◆ What you have to do: Return nothing but the lines from the line containing "of the laptop." through the last line of the records, reproduced exactly.

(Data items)
■ ■ ■

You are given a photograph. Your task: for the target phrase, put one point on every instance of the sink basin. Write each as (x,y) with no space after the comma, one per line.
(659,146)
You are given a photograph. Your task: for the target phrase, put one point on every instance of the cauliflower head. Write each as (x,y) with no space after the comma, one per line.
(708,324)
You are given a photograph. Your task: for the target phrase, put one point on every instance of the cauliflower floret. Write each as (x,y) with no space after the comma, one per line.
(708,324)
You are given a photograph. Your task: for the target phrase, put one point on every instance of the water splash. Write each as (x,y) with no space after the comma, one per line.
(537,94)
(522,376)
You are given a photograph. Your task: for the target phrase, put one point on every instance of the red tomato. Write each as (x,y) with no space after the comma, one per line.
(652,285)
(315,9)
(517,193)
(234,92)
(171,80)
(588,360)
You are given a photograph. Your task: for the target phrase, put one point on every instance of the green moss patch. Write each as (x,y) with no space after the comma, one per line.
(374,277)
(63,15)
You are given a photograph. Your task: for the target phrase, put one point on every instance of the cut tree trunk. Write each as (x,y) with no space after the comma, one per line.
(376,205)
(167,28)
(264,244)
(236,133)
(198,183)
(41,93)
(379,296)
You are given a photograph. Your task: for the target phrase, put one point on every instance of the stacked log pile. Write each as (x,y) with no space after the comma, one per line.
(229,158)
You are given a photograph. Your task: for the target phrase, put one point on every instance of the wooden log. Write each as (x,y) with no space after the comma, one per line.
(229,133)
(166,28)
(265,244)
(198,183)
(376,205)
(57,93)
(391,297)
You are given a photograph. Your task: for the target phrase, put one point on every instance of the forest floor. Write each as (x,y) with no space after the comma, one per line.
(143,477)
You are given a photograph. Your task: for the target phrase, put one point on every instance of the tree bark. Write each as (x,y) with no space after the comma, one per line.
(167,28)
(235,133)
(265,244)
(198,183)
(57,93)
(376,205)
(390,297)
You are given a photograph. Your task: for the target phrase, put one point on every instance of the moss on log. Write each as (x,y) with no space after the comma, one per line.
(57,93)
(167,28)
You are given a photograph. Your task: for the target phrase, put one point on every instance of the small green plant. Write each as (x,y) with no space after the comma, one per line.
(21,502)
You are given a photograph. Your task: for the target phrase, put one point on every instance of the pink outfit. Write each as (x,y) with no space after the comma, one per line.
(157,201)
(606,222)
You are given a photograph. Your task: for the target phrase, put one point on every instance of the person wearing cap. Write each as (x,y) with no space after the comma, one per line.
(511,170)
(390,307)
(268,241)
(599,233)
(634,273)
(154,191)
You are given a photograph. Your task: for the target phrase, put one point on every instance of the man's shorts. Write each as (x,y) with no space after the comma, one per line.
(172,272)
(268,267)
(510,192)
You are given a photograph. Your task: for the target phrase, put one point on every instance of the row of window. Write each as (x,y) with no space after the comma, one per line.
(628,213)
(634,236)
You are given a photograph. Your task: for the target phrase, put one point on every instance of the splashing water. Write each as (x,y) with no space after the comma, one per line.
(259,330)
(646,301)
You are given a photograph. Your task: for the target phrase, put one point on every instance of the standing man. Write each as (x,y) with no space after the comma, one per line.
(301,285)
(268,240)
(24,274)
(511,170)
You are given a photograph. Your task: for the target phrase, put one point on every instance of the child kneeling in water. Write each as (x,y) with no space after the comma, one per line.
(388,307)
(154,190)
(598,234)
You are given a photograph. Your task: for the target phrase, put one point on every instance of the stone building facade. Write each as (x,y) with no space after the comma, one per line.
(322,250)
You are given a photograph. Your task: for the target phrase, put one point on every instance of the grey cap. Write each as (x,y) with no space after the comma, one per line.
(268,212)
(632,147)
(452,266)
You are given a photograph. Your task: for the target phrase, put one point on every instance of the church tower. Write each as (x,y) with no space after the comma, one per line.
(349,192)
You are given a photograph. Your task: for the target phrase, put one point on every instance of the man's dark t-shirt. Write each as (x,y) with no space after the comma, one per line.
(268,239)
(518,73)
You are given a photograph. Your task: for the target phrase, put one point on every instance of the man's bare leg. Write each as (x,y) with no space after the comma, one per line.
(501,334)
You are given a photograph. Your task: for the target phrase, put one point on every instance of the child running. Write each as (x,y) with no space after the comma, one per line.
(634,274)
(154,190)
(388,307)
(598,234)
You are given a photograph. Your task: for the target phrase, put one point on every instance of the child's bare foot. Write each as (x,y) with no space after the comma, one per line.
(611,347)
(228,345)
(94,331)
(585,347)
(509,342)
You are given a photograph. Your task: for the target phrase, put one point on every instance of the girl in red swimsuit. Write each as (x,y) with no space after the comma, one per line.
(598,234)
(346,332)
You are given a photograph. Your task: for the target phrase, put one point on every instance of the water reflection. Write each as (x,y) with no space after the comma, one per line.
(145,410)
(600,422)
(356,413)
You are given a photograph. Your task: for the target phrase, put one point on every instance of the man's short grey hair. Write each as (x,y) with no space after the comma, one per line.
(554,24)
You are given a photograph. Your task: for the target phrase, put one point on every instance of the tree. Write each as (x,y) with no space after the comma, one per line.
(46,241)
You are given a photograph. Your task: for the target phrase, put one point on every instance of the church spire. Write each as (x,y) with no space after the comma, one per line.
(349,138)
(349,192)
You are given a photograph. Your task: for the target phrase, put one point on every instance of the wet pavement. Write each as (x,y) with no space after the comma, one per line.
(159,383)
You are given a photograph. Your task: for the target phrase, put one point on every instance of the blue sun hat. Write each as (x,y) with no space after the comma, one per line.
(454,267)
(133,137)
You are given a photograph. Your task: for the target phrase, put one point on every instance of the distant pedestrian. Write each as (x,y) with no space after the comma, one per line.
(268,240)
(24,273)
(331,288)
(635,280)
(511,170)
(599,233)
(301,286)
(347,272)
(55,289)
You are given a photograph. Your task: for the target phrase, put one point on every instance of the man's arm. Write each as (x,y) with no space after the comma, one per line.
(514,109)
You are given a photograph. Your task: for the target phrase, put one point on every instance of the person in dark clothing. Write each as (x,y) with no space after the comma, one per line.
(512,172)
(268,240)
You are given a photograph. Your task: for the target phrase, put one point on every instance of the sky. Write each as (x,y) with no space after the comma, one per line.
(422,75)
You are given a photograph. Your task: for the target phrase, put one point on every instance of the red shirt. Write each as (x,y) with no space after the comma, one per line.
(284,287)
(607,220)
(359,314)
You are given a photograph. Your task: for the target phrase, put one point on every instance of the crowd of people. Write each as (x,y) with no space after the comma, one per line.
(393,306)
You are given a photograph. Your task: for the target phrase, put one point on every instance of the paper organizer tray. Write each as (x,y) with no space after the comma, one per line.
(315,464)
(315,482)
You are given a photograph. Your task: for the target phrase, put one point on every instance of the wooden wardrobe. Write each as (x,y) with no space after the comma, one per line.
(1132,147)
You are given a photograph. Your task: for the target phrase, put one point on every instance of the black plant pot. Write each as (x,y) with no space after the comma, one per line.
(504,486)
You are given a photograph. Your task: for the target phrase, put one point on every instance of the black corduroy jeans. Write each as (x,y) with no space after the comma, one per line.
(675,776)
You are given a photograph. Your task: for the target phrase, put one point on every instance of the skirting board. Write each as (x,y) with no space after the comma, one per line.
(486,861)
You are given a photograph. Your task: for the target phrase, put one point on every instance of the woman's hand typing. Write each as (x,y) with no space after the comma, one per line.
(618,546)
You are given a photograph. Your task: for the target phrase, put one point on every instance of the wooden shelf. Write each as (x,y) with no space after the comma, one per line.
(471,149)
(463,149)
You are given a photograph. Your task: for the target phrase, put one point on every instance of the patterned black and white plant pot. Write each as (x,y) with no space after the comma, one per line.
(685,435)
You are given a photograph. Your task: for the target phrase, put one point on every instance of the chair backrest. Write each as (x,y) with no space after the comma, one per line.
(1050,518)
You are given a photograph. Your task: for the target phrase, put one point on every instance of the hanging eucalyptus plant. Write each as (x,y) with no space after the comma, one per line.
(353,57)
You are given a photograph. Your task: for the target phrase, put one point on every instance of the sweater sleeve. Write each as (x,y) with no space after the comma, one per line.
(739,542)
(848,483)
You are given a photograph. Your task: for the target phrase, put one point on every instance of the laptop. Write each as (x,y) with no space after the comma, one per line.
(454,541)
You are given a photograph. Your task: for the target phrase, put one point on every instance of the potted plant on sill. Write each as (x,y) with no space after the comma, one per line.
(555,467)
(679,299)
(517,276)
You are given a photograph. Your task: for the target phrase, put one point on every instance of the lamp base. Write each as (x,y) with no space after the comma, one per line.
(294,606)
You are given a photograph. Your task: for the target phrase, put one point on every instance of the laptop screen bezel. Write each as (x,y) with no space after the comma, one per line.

■ ■ ■

◆ Answer for the task:
You are given a photograph. Your task: for the target phrase, put one point on every instance of the laptop. Write each as (x,y) with no space after the comma, one per line.
(454,541)
You are given a photograph. Your task: for the target phrase, put one point on every instance of the potted plant on sill. Write each as (x,y) with no space after the comma, one per line.
(555,467)
(679,299)
(517,276)
You are given a photograph. Your task: for the target phrase, put one point on every instance of the lamp base. Write each as (x,y) with no space after the comma, one per line.
(294,606)
You are given a photograph. Your task: for the target phrase, put one point on every instance of the laptop screen bezel. Write each as (x,y) with no space after the comma, one per line.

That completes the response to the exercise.